WHAT NEEDS TO BE DONE:
Update the items in the stretch from the line containing "Zoom in on the blurred park background here." through the line containing "270 275 294 298", replacing "Zoom in on" with "Locate" and keeping everything else unchanged. Leave the pictures out of the answer.

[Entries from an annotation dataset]
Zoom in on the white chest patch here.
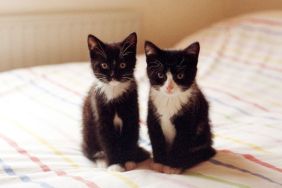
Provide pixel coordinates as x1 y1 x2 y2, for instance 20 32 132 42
113 113 122 130
150 79 194 144
97 81 130 101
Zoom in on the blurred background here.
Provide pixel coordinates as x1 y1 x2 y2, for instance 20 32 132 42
0 0 282 71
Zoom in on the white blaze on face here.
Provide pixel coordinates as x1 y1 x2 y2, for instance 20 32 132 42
160 72 181 95
150 72 192 145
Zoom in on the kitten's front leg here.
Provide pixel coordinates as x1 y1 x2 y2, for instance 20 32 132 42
147 108 167 171
99 120 124 171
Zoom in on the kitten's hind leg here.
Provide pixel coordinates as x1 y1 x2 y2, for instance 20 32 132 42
124 146 150 170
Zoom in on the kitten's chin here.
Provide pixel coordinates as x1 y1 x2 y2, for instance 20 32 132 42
109 80 121 86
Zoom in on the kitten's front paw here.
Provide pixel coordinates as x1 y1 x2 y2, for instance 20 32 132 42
107 164 125 172
163 166 182 174
151 162 164 172
124 161 137 171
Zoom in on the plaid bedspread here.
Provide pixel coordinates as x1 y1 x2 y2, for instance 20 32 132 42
0 12 282 188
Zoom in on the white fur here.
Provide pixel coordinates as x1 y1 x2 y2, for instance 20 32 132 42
108 164 125 172
114 113 122 130
97 81 130 101
150 73 192 144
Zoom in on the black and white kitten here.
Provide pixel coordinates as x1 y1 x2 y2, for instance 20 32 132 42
145 41 215 173
83 33 149 171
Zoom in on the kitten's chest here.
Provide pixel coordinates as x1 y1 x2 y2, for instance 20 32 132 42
151 90 192 144
113 113 123 132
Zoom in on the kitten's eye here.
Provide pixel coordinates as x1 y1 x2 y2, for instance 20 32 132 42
158 72 164 79
101 63 109 69
119 63 126 69
177 73 184 80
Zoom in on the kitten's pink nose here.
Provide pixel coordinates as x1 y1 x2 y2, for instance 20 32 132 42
166 81 174 93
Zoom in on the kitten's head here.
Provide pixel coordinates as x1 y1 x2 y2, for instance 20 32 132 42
88 33 137 86
145 41 200 95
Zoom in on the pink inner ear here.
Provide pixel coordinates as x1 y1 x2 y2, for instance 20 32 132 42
88 38 97 50
145 45 156 55
184 42 200 55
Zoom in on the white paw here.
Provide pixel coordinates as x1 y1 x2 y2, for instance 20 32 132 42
93 151 105 159
108 164 125 172
163 166 181 174
124 161 137 170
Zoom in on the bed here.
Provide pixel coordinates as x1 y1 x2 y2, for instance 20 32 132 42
0 12 282 188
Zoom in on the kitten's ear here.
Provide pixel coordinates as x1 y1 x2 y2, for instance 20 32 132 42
144 41 160 56
184 42 200 58
87 34 103 50
120 32 137 56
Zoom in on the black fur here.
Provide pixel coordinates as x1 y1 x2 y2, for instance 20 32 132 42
145 42 215 169
82 33 149 165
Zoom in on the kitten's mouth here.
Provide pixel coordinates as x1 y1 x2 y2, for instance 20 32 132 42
109 80 120 86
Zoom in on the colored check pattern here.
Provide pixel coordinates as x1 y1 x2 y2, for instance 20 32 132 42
0 12 282 188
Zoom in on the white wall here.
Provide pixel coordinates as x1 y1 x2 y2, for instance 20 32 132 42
0 0 282 50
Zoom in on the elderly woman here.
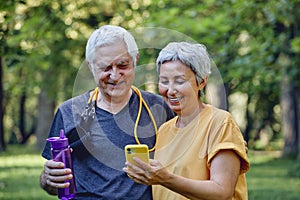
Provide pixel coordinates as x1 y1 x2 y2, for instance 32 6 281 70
123 42 249 200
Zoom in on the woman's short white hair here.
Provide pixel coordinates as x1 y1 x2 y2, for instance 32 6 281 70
156 42 211 85
85 25 138 66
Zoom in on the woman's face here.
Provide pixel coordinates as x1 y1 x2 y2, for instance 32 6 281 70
158 60 203 116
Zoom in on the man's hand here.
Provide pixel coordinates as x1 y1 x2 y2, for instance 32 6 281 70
40 160 73 195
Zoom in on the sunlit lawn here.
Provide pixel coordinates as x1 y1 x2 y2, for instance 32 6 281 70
0 146 300 200
0 146 58 200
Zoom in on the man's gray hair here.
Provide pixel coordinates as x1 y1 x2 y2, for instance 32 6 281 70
85 25 138 66
156 42 211 85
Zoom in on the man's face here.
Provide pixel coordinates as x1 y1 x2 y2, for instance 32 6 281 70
91 41 135 101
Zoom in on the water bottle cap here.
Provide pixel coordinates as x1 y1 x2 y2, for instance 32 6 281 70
47 130 69 149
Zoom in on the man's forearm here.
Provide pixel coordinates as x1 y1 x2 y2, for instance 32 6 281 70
40 171 57 195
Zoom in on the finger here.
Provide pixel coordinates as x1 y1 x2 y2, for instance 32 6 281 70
44 160 65 169
46 176 70 188
44 168 72 176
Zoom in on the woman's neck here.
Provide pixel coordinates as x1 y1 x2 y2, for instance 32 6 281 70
176 102 205 128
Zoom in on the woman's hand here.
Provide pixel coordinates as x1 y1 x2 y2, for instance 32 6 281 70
123 157 170 185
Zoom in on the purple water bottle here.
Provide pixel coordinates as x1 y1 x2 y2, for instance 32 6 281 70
47 130 76 200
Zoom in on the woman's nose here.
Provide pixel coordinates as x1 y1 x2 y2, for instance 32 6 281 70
168 84 176 95
109 66 120 80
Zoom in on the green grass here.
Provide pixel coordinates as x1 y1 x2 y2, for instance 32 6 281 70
0 146 58 200
0 146 300 200
247 152 300 200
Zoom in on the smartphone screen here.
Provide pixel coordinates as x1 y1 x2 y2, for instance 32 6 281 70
125 144 149 164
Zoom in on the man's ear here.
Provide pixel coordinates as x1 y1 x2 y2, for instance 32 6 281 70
86 61 93 73
135 54 139 64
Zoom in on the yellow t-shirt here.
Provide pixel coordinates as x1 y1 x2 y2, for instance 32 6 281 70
152 104 250 200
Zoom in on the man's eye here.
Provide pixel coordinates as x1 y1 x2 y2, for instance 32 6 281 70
159 81 169 85
175 80 185 85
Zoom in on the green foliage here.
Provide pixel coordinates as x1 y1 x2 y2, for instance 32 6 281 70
0 145 57 200
0 145 300 200
0 0 300 152
246 151 300 200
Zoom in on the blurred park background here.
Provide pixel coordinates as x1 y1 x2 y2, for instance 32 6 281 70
0 0 300 199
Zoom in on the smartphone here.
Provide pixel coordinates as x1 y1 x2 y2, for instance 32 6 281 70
125 144 149 164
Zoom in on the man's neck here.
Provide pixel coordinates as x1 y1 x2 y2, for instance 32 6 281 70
97 90 132 114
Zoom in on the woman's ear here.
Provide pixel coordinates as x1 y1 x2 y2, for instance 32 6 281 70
135 54 139 64
198 77 208 90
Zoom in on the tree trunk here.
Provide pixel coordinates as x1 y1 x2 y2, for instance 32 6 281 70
36 91 54 151
0 57 6 151
280 74 298 157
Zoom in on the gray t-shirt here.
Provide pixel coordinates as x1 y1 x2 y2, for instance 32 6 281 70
42 91 174 200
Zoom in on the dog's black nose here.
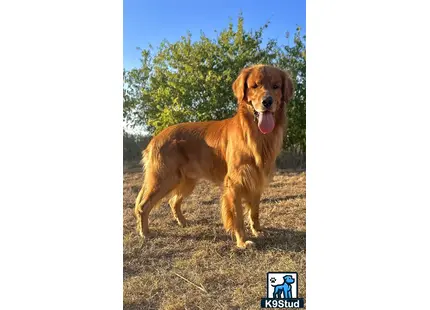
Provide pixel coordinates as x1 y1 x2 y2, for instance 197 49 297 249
263 96 273 108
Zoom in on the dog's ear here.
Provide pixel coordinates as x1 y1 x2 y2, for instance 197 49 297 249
233 68 251 103
282 71 294 104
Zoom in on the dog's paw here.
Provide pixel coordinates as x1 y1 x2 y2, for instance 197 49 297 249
251 228 266 238
176 219 188 227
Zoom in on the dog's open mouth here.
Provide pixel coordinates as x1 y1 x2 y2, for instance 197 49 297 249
254 110 275 134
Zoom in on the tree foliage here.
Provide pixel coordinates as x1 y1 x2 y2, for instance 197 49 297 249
123 15 306 151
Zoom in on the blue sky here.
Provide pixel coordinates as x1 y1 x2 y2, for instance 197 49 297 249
123 0 306 69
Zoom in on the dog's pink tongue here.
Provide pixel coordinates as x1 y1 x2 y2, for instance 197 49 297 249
258 112 275 134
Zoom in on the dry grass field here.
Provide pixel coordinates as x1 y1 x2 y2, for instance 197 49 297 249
123 170 306 310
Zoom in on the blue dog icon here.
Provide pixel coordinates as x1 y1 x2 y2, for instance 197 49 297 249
270 275 294 298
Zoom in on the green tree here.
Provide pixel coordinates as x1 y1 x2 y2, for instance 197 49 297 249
124 16 278 134
278 27 306 152
123 15 306 151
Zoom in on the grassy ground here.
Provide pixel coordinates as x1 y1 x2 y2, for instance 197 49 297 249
123 172 306 310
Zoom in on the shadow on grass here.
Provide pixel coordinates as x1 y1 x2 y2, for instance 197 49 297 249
253 227 306 252
132 227 306 256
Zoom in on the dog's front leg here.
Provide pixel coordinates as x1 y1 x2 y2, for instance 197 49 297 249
246 195 263 237
222 177 254 249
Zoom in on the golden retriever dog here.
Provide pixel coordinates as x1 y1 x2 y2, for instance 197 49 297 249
135 65 293 248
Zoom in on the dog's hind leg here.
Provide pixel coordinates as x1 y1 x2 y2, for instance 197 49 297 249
134 176 179 237
245 195 263 237
169 178 196 227
221 177 254 249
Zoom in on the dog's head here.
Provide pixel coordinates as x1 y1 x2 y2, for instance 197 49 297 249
233 65 293 134
284 275 294 284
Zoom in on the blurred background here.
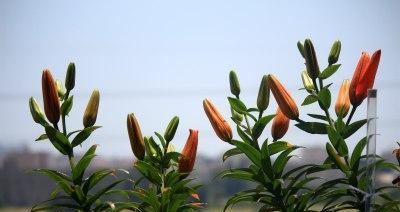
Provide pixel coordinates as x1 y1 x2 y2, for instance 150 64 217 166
0 0 400 211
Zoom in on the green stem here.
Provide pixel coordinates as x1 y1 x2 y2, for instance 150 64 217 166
346 106 358 126
313 79 336 129
61 91 69 136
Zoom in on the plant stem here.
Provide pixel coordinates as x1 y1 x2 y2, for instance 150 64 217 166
313 79 336 129
346 106 357 126
61 91 69 136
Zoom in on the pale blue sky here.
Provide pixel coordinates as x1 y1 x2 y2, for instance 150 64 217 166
0 0 400 156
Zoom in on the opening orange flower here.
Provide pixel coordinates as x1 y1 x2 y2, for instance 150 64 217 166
349 50 381 106
179 129 199 173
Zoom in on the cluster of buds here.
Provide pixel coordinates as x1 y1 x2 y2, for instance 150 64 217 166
127 113 198 173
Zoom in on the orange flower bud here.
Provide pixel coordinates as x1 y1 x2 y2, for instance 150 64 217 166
179 129 199 173
127 113 145 160
349 50 381 106
268 74 299 120
42 69 60 124
271 107 290 141
335 79 350 117
203 99 232 142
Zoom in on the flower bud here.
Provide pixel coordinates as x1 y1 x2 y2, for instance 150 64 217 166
304 39 319 80
268 74 299 120
231 108 243 123
257 75 269 111
297 41 304 58
164 116 179 142
203 99 232 142
167 143 175 153
301 71 314 93
29 97 47 125
178 129 198 173
335 79 350 117
229 71 240 96
144 136 157 157
83 89 100 128
42 69 60 125
328 40 342 65
65 63 75 91
127 113 145 160
393 149 400 164
271 107 290 141
349 50 381 106
56 80 65 98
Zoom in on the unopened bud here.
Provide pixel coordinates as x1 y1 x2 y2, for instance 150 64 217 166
83 89 100 128
29 97 47 126
164 116 179 143
42 69 60 124
127 113 145 160
304 39 319 80
178 129 199 173
301 71 314 93
229 71 240 96
65 63 75 91
56 80 65 98
328 40 342 65
297 41 304 58
231 108 243 123
257 75 269 111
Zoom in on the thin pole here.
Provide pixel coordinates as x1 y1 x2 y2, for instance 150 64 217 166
365 89 377 212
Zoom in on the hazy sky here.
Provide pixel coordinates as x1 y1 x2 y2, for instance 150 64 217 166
0 0 400 159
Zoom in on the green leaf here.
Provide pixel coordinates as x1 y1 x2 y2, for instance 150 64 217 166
350 138 367 172
222 148 243 162
82 169 114 194
134 160 162 185
327 126 349 157
154 132 167 148
35 134 48 141
318 88 331 110
301 95 318 106
45 126 72 155
32 169 72 194
252 115 275 139
60 96 74 116
318 64 341 79
72 126 101 147
295 122 328 134
228 97 247 114
342 119 367 139
326 143 349 175
232 140 261 167
261 139 274 180
236 126 253 144
271 147 296 177
72 145 97 185
268 141 293 155
307 113 328 121
67 130 82 138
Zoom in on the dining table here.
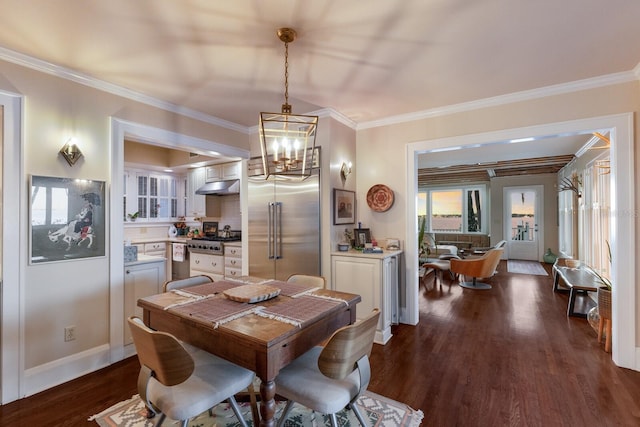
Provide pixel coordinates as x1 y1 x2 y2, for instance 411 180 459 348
138 276 361 427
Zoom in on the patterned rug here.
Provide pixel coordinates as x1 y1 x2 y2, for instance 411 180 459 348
507 259 549 276
89 391 424 427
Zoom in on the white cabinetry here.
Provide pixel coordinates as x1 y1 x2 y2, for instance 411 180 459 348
144 242 167 258
224 244 242 277
189 252 224 281
186 168 207 217
124 255 166 345
206 162 241 182
331 251 402 344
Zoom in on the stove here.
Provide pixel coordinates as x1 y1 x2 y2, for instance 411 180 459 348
187 237 224 255
186 231 242 255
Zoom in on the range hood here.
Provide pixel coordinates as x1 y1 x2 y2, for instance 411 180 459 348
196 179 240 196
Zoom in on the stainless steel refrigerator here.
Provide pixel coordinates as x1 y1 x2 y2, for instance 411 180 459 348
248 170 320 280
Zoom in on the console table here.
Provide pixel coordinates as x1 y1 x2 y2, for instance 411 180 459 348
553 258 601 318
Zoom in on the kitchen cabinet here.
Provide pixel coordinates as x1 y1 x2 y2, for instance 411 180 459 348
205 162 241 182
186 168 207 217
224 243 242 278
331 251 402 344
144 242 167 258
189 252 224 281
124 254 166 345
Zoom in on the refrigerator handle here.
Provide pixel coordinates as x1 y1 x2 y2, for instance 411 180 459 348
273 202 282 259
267 202 274 259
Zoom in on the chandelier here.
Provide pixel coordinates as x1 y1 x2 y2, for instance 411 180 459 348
259 28 318 179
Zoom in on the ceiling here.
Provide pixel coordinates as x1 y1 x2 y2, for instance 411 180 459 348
0 0 640 172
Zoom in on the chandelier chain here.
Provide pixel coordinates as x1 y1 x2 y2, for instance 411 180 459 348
284 43 289 105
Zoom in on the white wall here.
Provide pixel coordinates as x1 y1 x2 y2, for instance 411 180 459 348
0 62 248 402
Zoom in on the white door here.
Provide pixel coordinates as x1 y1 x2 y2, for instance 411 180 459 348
503 185 544 261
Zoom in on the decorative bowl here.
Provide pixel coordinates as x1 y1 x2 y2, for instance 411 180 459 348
565 259 580 268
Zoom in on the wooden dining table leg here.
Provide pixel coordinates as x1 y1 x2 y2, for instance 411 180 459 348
260 380 276 427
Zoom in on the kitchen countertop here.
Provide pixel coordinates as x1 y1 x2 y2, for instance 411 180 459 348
124 254 167 267
331 249 402 259
129 236 189 245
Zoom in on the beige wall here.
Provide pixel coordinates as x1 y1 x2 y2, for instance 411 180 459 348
356 81 640 342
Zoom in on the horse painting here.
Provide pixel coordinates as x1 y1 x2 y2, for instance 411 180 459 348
49 219 93 250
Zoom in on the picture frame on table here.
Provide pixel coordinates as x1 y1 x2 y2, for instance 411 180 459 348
29 175 106 264
353 228 371 248
333 188 356 225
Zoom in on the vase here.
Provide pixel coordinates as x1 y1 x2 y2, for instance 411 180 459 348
542 248 558 264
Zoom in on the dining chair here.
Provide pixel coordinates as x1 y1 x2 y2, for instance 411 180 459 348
449 248 504 289
287 274 327 289
162 274 260 425
128 316 254 427
162 274 213 292
275 308 380 427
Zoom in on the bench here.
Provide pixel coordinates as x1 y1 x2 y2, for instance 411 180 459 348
553 258 601 318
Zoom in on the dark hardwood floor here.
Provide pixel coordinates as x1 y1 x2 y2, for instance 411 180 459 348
0 262 640 427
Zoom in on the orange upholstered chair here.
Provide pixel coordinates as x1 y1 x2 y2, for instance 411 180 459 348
449 248 504 289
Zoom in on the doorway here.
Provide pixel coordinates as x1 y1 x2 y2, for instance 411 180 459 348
408 113 640 370
502 185 544 261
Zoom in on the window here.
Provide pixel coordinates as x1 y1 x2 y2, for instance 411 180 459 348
418 185 486 233
124 171 181 221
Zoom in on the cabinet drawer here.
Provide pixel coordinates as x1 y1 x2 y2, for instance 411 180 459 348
224 256 242 268
189 253 224 274
224 245 242 258
144 242 167 254
189 270 224 282
224 267 242 277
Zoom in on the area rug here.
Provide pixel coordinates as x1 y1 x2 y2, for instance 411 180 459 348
89 391 424 427
507 259 549 276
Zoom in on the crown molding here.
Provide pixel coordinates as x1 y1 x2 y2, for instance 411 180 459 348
0 47 640 135
0 47 249 134
633 62 640 80
356 69 640 130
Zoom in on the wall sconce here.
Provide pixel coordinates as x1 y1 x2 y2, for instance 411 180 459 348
60 138 82 166
340 162 351 180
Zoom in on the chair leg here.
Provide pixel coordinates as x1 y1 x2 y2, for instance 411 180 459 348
604 319 613 353
247 383 260 427
155 413 167 427
598 317 604 343
349 403 369 427
227 396 248 427
277 400 294 427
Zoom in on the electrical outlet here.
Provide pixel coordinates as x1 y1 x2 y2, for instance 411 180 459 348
64 326 76 341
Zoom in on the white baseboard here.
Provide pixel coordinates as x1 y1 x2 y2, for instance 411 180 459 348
22 344 110 397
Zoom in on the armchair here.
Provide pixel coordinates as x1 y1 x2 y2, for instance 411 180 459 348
449 248 504 289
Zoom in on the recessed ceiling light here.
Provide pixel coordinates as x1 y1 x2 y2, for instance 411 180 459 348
509 137 535 144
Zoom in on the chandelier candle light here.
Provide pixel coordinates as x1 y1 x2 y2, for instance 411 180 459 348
259 28 318 178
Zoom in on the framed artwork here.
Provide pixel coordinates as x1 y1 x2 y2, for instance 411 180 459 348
333 188 356 224
29 175 105 264
353 228 371 248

OUTPUT FOR THIS TASK:
Locate the blurred park background here.
Provide pixel coordinates as x1 y1 x2 y2, for instance 32 6 281 70
0 0 300 199
Locate the smartphone here.
Provide pixel coordinates as x1 y1 x2 y2, for instance 32 6 281 70
125 144 149 164
Locate the man's neck here.
Provide pixel coordinates as x1 y1 x2 y2, for instance 32 6 281 70
97 90 132 114
Locate the woman's ear here.
Provide pixel coordinates as x1 y1 x2 y2, for instance 32 6 281 70
135 54 139 64
198 77 208 90
Locate the tree trunk here.
Provide pixel coordinates as x1 y1 x2 y2, for instance 32 6 281 70
36 91 54 151
0 57 6 151
280 74 298 157
Locate the gray t-shirt here.
Provide pixel coordinates as x1 y1 x2 y2, for instance 32 6 281 70
42 91 174 200
Locate the dog's black nose here.
Provide pixel coordinates as x1 y1 x2 y2, for instance 197 49 297 249
263 96 273 108
Locate the dog's ear here.
Provide pixel coordinates as x1 y1 x2 y2, for instance 197 49 297 249
233 68 251 103
282 71 294 104
Locate the dog's paw here.
Provide pixel coordinates as x1 y1 x2 y2, for instance 197 49 297 249
251 228 266 238
176 219 188 227
Locate the dog's open mouth here.
Provide pixel coordinates as x1 y1 x2 y2, for instance 197 49 297 249
254 110 275 134
Locate the tree foliage here.
Provide pixel coordinates as x1 y1 x2 y2, for instance 197 49 297 249
123 15 306 151
Locate the blue sky here.
Provide pixel coordinates as x1 y1 x2 y2, for instance 197 49 297 249
123 0 306 69
Locate the dog's pink tongue here.
Provide pixel coordinates as x1 y1 x2 y2, for instance 197 49 297 249
258 112 275 134
Locate the dry grass field here.
Provide pixel coordinates as x1 y1 x2 y2, for instance 197 49 297 249
123 170 306 310
Locate the blue dog icon here.
Provide pixel coordinates as x1 y1 x2 y2, for instance 197 49 297 249
270 275 294 298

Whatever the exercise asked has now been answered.